** begin Data in this exercise **

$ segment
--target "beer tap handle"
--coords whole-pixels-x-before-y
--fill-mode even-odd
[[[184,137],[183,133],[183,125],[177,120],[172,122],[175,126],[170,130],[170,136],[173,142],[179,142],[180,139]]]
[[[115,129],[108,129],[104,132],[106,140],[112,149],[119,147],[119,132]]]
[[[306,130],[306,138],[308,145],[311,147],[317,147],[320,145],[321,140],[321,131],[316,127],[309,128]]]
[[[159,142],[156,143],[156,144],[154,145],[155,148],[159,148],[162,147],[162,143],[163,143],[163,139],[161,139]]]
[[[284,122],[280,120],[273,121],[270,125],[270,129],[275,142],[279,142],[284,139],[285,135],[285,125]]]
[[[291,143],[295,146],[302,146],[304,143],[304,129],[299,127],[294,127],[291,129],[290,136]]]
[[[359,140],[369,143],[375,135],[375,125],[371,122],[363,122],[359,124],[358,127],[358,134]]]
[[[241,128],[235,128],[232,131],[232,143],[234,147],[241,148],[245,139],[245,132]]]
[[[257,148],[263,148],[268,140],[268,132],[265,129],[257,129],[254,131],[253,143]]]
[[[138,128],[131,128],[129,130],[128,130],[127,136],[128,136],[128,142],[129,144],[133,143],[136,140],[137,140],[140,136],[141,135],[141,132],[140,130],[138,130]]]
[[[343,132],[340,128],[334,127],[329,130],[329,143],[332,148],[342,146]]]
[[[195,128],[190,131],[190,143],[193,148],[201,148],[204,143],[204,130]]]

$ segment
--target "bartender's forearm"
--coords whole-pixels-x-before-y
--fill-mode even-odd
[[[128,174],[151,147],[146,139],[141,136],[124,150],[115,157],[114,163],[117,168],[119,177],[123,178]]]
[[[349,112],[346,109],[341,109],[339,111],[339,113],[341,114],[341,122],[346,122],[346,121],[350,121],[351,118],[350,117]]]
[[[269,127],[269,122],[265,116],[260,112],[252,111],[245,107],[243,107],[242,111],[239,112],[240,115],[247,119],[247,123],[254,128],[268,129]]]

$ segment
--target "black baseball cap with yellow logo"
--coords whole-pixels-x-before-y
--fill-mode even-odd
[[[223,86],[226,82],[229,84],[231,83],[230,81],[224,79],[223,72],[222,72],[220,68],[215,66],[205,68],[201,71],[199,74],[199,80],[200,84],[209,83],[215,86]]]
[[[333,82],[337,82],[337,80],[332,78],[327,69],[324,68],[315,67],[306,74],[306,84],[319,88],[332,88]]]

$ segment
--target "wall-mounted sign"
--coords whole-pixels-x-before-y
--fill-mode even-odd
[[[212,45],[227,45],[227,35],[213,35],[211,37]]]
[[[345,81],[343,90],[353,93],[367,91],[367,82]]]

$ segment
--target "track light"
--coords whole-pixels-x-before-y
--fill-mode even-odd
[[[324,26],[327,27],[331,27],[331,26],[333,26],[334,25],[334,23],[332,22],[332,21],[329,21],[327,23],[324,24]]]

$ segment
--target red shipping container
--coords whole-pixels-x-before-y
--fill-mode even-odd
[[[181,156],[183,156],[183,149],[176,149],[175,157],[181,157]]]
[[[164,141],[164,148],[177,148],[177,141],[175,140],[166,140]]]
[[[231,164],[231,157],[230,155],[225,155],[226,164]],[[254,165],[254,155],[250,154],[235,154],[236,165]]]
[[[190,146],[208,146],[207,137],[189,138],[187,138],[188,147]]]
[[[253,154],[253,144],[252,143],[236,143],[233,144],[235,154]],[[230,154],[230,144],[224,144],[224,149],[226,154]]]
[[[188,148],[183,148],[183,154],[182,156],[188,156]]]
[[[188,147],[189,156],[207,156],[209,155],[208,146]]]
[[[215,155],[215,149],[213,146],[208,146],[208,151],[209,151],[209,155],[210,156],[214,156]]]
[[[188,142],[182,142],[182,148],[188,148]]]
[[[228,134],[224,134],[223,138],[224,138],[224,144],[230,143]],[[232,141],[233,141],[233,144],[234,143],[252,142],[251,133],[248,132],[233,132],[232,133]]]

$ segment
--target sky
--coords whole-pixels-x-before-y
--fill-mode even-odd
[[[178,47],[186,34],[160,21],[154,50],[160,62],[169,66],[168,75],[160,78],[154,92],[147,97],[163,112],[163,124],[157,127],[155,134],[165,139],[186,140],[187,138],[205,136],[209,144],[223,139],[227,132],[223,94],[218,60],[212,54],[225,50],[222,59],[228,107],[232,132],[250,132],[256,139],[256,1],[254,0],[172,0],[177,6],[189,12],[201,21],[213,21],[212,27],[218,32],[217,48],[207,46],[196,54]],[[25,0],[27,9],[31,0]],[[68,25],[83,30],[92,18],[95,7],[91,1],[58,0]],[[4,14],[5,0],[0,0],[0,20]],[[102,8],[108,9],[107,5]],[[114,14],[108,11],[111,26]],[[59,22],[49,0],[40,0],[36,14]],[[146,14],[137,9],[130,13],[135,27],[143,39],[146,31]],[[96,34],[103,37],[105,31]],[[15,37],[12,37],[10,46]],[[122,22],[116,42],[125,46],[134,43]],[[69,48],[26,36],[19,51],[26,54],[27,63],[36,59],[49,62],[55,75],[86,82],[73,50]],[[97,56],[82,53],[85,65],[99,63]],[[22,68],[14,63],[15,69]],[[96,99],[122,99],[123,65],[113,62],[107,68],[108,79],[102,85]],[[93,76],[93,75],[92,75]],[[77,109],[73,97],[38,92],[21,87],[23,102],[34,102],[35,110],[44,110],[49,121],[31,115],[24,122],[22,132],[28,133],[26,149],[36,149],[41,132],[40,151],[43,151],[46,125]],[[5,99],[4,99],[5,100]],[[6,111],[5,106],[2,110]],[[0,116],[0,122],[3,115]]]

** end Data in this exercise **
** begin Data in this exercise **

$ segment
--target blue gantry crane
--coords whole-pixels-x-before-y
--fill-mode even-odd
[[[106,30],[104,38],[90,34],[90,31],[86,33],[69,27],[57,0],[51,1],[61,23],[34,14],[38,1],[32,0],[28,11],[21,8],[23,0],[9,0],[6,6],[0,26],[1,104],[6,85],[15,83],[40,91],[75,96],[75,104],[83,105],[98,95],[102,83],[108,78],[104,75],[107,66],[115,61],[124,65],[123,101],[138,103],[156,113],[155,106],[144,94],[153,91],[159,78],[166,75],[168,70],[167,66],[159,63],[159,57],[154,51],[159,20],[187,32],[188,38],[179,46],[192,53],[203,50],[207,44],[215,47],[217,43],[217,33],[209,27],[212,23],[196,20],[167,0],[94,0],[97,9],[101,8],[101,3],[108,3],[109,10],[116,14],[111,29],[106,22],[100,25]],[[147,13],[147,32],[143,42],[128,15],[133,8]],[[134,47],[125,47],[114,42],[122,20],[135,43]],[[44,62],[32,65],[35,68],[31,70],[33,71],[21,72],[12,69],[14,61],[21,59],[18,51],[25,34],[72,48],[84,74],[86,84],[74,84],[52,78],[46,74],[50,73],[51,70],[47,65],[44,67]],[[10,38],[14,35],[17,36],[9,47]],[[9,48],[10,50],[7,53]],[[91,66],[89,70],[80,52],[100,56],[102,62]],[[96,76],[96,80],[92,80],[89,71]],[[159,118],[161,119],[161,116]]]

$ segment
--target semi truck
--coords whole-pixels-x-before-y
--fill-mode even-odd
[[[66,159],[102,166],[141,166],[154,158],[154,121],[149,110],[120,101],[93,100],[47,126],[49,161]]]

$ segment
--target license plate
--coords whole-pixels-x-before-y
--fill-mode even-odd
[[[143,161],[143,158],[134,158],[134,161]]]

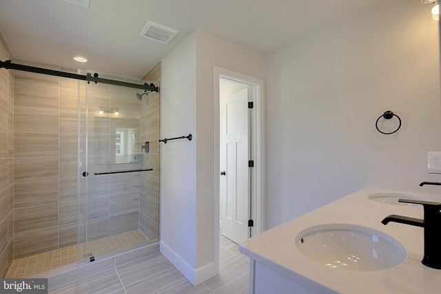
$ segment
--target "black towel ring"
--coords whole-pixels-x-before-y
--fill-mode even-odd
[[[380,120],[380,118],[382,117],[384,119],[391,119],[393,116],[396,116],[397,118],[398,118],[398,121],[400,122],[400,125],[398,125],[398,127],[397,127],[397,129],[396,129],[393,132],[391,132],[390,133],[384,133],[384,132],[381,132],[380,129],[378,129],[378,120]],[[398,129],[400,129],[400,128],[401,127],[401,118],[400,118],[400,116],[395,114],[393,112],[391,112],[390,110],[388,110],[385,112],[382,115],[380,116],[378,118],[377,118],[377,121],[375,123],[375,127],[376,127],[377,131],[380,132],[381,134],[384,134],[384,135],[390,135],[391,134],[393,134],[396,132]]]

** end Data in this exercise **
** begin Data in this exercise **

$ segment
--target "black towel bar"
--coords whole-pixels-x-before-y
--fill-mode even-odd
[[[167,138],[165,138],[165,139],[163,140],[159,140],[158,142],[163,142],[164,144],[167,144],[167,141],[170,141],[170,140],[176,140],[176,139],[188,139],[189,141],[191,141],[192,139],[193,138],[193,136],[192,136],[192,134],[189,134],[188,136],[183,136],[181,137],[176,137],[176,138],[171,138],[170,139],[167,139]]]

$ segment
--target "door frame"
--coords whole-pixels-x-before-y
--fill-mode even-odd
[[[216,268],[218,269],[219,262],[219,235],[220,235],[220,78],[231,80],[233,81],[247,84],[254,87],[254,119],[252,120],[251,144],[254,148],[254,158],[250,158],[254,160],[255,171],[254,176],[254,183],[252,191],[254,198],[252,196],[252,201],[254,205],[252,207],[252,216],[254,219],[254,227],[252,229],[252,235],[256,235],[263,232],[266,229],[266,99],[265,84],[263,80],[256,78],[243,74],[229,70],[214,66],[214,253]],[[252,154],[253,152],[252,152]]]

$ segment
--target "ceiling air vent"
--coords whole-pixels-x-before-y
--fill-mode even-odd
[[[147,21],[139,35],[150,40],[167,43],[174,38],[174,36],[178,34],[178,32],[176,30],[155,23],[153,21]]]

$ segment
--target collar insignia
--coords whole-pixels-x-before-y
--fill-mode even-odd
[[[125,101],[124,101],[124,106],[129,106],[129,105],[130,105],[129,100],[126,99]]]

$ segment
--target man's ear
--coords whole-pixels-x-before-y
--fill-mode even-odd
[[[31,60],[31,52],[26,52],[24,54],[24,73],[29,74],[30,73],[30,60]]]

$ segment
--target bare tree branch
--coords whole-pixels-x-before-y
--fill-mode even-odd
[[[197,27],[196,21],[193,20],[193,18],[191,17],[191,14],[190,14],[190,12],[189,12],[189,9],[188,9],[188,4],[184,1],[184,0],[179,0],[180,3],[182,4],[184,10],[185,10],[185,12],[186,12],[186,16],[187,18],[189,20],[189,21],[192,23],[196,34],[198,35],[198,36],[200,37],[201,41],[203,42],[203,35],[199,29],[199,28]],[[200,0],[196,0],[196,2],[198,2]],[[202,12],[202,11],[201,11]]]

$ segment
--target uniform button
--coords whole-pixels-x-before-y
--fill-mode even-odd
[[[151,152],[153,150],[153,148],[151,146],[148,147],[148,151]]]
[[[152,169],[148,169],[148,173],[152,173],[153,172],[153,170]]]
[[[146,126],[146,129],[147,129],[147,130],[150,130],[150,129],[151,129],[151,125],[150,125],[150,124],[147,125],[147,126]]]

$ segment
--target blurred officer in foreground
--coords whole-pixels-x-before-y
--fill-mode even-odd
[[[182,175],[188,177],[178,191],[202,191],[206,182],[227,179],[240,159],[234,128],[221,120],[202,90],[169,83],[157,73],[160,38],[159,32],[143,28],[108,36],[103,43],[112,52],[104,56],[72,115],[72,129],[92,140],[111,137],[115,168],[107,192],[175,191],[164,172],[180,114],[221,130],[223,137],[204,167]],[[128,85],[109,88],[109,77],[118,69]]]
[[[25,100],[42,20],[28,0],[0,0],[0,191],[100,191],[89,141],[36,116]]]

** end Data in this exercise **

— Challenge —
From the stored entries above, pull out every line that contains the word "towel" and copy each one.

— Task answer —
--target "black towel ring"
--target "black towel bar"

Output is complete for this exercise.